_取り組む課題_:
1. 猫の飲み水についての提示文のうち、「保有資格:愛玩動物救命士|猫」から「また、体内の水分が10〜20%ほど失われると命にもかかわります。」までを、両端の語句も含めて一字一句違えずに書き写しなさい。
2. 猫の飲み水についての提示文によると、猫の祖先とされる動物は何か。

「愛猫が水を飲まない」と悩んでいる飼い主さんは多いのではないでしょうか?
猫はあまり水を飲まない動物とはいえ、飲水量が減ることで脱水症状や尿路結石症などさまざまな問題が生じます。
なかには命にかかわる深刻な病気の引き金になってしまう場合も。
そこで今回は、猫はなぜ水を飲まないのか、1日に必要な飲水量は、飲んでもらうためにはどうした良いのかを紹介します。
保有資格:愛玩動物救命士|猫疾病予防管理士|猫健康管理士|犬猫行動アナリスト|ペット災害危機管理士3級|猫のシニア生活健康アドバイザー|ペットフード/ペットマナー検定
犬猫専門フリーライター。「犬猫のために書く」をモットーに多数のペットメディアで執筆中。
目次
猫は水をあまり必要としない動物だった
猫は水をあまり飲まなくても生きていける動物です。
というのも、猫の祖先であるリビアヤマネコが砂漠地帯で暮らしていたことに由来しています。
乾燥した砂漠地帯では、水分補給といえば、捕獲した小動物から得られるごく少量の水分がメインでした。
そのため、猫は体内の少ない水分を効率的に使用できるように体が進化したのです。
しかし、まったく水を飲まなくても良いと言うわけではありません。
体内の水分が不足すると、脱水症状や泌尿器系の疾患の原因になります。
また、体内の水分が10〜20%ほど失われると命にもかかわります。
猫は水をあまり必要としない動物ですが、生きていくためには水が欠かせないのです。
猫が水を飲まない5つの原因
猫は食事に対するこだわりが強いと言われていますが、実は飲み水にもこだわりを持っています。

保存データ:

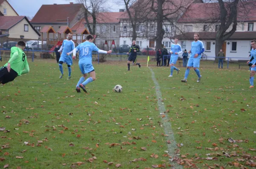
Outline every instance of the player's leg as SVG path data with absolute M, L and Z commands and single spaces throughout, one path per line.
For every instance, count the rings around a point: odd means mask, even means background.
M 93 81 L 96 79 L 96 75 L 94 68 L 92 64 L 85 64 L 84 66 L 84 69 L 85 72 L 88 72 L 90 75 L 90 77 L 87 78 L 85 81 L 83 82 L 81 84 L 79 85 L 79 86 L 81 88 L 84 92 L 87 92 L 85 90 L 85 86 L 89 83 L 92 82 Z
M 127 66 L 128 67 L 128 70 L 130 70 L 130 64 L 131 63 L 131 62 L 132 60 L 131 59 L 131 55 L 130 55 L 129 56 L 129 57 L 128 57 L 128 60 L 127 60 Z
M 254 87 L 254 84 L 253 84 L 253 80 L 254 80 L 254 75 L 255 74 L 255 73 L 256 73 L 256 68 L 252 67 L 252 70 L 251 71 L 250 74 L 250 79 L 249 80 L 250 82 L 250 85 L 249 87 L 250 88 L 253 88 Z
M 63 57 L 61 57 L 60 60 L 59 60 L 59 67 L 60 68 L 60 71 L 61 71 L 61 75 L 60 76 L 60 79 L 62 78 L 63 75 L 63 67 L 62 66 L 62 64 L 64 61 L 64 60 L 63 59 Z
M 195 72 L 196 73 L 198 78 L 196 81 L 197 82 L 199 82 L 200 80 L 201 80 L 201 77 L 202 77 L 202 76 L 200 74 L 200 71 L 199 69 L 198 68 L 199 68 L 200 65 L 200 59 L 198 58 L 194 58 L 194 62 L 193 63 L 193 67 L 194 67 L 194 70 Z
M 190 68 L 191 67 L 193 66 L 193 58 L 189 58 L 189 61 L 188 62 L 188 65 L 186 69 L 185 72 L 185 76 L 184 77 L 184 79 L 181 80 L 182 82 L 186 82 L 187 79 L 188 78 L 188 76 L 189 76 L 189 71 L 190 70 Z
M 71 57 L 66 57 L 65 62 L 67 65 L 68 69 L 68 77 L 67 80 L 70 80 L 71 78 L 71 66 L 73 64 L 73 60 Z
M 140 68 L 141 65 L 140 65 L 140 63 L 137 63 L 137 56 L 134 56 L 132 58 L 132 61 L 135 64 L 135 65 L 139 65 L 139 67 Z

_課題別の解答_:
1.
保有資格:愛玩動物救命士|猫疾病予防管理士|猫健康管理士|犬猫行動アナリスト|ペット災害危機管理士3級|猫のシニア生活健康アドバイザー|ペットフード/ペットマナー検定
犬猫専門フリーライター。「犬猫のために書く」をモットーに多数のペットメディアで執筆中。
目次
猫は水をあまり必要としない動物だった
猫は水をあまり飲まなくても生きていける動物です。
というのも、猫の祖先であるリビアヤマネコが砂漠地帯で暮らしていたことに由来しています。
乾燥した砂漠地帯では、水分補給といえば、捕獲した小動物から得られるごく少量の水分がメインでした。
そのため、猫は体内の少ない水分を効率的に使用できるように体が進化したのです。
しかし、まったく水を飲まなくても良いと言うわけではありません。
体内の水分が不足すると、脱水症状や泌尿器系の疾患の原因になります。
また、体内の水分が10〜20%ほど失われると命にもかかわります。

2. リビアヤマネコである。